━━ GIVEN PASSAGE ━━
Only a few weeks before Bryan spoke to the Miami high school graduates, Scopes had been charged with violating the law, and a trial was scheduled for July.
Bryan volunteered to join the prosecution’s attorneys at the trial. It would be his last appearance as an impassioned crusader for religious certainty versus scientific inquiry.
Meanwhile, Prohibition supporters, infuriated by the free flow of booze into Florida, introduced a bill that would take the Volstead Act a dramatic step further. Proponents of the bill wanted to make it illegal to “drink liquors as a beverage” in Florida, a measure that, if enforced, probably would have put most of the state’s population behind bars.
It was defeated.
Edwin Menninger was watching as trainloads of southbound paradise seekers passed through Stuart on the Florida East Coast Railway’s daily trains to Miami. And he was reading about the profusion of dazzling “perfect” cities in lavish, full-page ads in the newspaper of his former employer, the Palm Beach Post.
The “paradise” obsession was finding its way into the pages of the South Florida Developer. Soon, Menninger believed, Stuart would take its rightful place as one of Florida’s leading cities.
The Indian River—which actually is a long, placid lagoon separated from the Atlantic Ocean by barrier islands—was already getting attention for its natural beauty. Kenneth Roberts had seen it, and he was charmed.
━━━
━━ GIVEN ENTRIES ━━
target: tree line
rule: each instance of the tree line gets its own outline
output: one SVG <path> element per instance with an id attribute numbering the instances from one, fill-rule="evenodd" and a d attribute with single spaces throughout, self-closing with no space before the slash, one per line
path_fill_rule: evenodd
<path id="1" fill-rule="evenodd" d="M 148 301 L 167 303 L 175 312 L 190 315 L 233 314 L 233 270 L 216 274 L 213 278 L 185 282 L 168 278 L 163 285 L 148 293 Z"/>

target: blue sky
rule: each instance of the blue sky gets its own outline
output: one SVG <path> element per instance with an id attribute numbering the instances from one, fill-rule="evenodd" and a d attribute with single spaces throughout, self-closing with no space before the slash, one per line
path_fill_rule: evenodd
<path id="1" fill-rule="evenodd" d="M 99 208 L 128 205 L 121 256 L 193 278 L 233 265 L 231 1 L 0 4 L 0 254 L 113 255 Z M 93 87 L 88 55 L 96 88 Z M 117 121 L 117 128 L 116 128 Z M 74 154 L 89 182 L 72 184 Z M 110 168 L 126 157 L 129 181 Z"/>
━━━
WORK INSTRUCTIONS>
(a) From the Florida passage, pull out the part that opens with the words containing "Bryan volunteered to" and closes with "Palm Beach Post.", copying it word for word.
(b) Using the Florida passage, decide whether each statement agrees with it, answering yes or no and quoting the words that settle it: (i) The bill to make drinking liquor as a beverage illegal in Florida passed. (ii) Edwin Menninger had once worked for the Palm Beach Post. (iii) The Indian River is described as a lagoon.

RESULTS OF THE TASKS>
(a)
Bryan volunteered to join the prosecution’s attorneys at the trial. It would be his last appearance as an impassioned crusader for religious certainty versus scientific inquiry.
Meanwhile, Prohibition supporters, infuriated by the free flow of booze into Florida, introduced a bill that would take the Volstead Act a dramatic step further. Proponents of the bill wanted to make it illegal to “drink liquors as a beverage” in Florida, a measure that, if enforced, probably would have put most of the state’s population behind bars.
It was defeated.
Edwin Menninger was watching as trainloads of southbound paradise seekers passed through Stuart on the Florida East Coast Railway’s daily trains to Miami. And he was reading about the profusion of dazzling “perfect” cities in lavish, full-page ads in the newspaper of his former employer, the Palm Beach Post.

(b)
(i) No: "It was defeated."
(ii) Yes: "the newspaper of his former employer, the Palm Beach Post"
(iii) Yes: "which actually is a long, placid lagoon separated from the Atlantic Ocean by barrier islands"